Da un po’ di tempo, sulla spinta degli effetti psichici della pandemia, è nata una spinta per l’“assistenza psicologica” generalizzata. L’insistenza sull’importanza della psicologia cerca di bilanciare il potere della biologia. Tende, nondimeno, in parte, a ricalcare le strategie espansive del modello biomedico che ha sconfinato nel campo della vita erotica, affettiva e relazionale, pretendendo di dettare le regole della sua condotta sana. Il progetto della psicologia come assistenza generalizzata, rischia la subalternità alla cultura biologista, al suo spirito riduzionista totalizzante.

++++++++++++++++++++

### ATTIVITÀ RICHIESTE
**A.** Riassumi il testo in due frasi.
**B.** Restituisci, per favore, la parte del testo che inizia con "Da un po’ di" e termina con "spirito riduzionista totalizzante.".
Basati soltanto sul testo.

Descrizioni di regioni in linguaggio naturale
++++++++++++++++++++

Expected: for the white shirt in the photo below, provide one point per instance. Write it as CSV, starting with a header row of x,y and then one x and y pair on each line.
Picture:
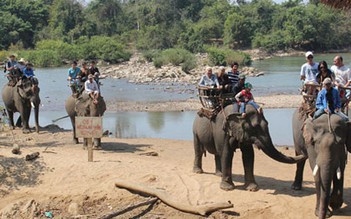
x,y
310,72
342,74
91,86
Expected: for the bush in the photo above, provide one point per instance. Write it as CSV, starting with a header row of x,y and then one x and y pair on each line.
x,y
177,57
41,58
221,56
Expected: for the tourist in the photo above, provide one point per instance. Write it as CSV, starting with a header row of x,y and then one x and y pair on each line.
x,y
223,80
234,74
324,72
328,101
92,88
209,79
72,77
309,70
245,97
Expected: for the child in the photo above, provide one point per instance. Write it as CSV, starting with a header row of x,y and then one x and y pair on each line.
x,y
245,97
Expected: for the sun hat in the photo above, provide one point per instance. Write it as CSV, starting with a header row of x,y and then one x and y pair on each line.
x,y
248,85
327,81
309,53
22,60
241,76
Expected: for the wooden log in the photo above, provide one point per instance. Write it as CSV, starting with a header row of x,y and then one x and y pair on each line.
x,y
129,208
165,198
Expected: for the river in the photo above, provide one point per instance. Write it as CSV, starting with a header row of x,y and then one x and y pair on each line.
x,y
281,76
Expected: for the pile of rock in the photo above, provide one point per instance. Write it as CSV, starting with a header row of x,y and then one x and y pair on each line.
x,y
138,70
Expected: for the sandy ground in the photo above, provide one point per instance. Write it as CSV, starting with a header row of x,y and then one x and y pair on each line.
x,y
273,101
63,183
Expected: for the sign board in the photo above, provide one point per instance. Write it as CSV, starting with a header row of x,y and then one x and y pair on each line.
x,y
88,127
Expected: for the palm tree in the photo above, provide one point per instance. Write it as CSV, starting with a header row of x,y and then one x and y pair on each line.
x,y
340,4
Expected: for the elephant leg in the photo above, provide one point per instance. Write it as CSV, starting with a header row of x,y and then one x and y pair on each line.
x,y
248,158
218,171
25,120
324,183
12,124
198,156
19,122
73,121
36,117
336,199
97,143
297,184
227,163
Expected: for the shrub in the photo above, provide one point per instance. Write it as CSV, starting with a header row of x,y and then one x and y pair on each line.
x,y
177,57
221,56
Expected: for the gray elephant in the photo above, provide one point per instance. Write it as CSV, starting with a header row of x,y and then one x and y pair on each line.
x,y
21,98
323,140
84,106
228,131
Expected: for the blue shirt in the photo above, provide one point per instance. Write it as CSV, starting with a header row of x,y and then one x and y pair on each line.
x,y
209,81
73,73
10,64
233,77
28,72
322,102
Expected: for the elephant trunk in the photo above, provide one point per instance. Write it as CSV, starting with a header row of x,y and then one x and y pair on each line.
x,y
266,145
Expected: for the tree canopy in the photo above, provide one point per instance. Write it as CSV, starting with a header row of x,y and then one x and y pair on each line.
x,y
188,24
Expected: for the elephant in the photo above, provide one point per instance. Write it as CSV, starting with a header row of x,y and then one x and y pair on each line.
x,y
21,98
228,131
84,106
325,141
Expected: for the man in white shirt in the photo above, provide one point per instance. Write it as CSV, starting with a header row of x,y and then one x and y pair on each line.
x,y
342,73
309,70
92,88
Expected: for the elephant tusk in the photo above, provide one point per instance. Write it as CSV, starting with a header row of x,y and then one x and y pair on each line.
x,y
315,170
338,173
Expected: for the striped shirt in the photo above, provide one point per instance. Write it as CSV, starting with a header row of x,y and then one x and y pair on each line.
x,y
233,77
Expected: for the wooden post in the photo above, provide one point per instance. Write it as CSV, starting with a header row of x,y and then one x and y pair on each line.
x,y
90,150
89,128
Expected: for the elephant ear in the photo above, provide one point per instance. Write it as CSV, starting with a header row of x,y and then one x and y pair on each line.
x,y
82,105
235,126
308,132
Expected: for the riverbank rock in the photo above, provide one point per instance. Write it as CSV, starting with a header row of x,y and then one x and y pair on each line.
x,y
137,70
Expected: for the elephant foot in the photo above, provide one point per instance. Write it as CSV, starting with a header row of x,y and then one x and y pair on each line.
x,y
218,173
197,170
327,215
25,131
336,202
252,186
227,186
97,148
296,186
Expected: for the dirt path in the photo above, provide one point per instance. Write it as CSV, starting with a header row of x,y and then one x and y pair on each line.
x,y
64,183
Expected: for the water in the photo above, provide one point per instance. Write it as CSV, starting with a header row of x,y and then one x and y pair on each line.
x,y
54,90
170,125
281,76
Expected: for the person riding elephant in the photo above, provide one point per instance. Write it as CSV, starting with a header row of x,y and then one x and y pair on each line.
x,y
323,140
227,132
85,106
21,98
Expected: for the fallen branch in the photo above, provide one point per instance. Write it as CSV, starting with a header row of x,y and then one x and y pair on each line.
x,y
165,198
132,207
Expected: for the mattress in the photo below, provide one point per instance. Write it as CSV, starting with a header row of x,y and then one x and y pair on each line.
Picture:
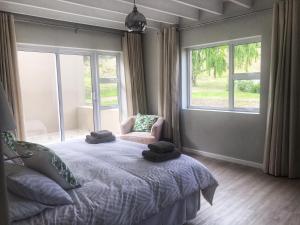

++++++++++++++++++++

### RISPOSTE DI SEGUITO
**A.** Sulla spinta degli effetti psichici della pandemia è nata una spinta verso l'assistenza psicologica generalizzata, che insiste sulla psicologia per bilanciare il potere della biologia. Questa tendenza però ricalca in parte le strategie espansive del modello biomedico e rischia la subalternità alla cultura biologista e al suo spirito riduzionista totalizzante.

**B.**
Da un po’ di tempo, sulla spinta degli effetti psichici della pandemia, è nata una spinta per l’“assistenza psicologica” generalizzata. L’insistenza sull’importanza della psicologia cerca di bilanciare il potere della biologia. Tende, nondimeno, in parte, a ricalcare le strategie espansive del modello biomedico che ha sconfinato nel campo della vita erotica, affettiva e relazionale, pretendendo di dettare le regole della sua condotta sana. Il progetto della psicologia come assistenza generalizzata, rischia la subalternità alla cultura biologista, al suo spirito riduzionista totalizzante.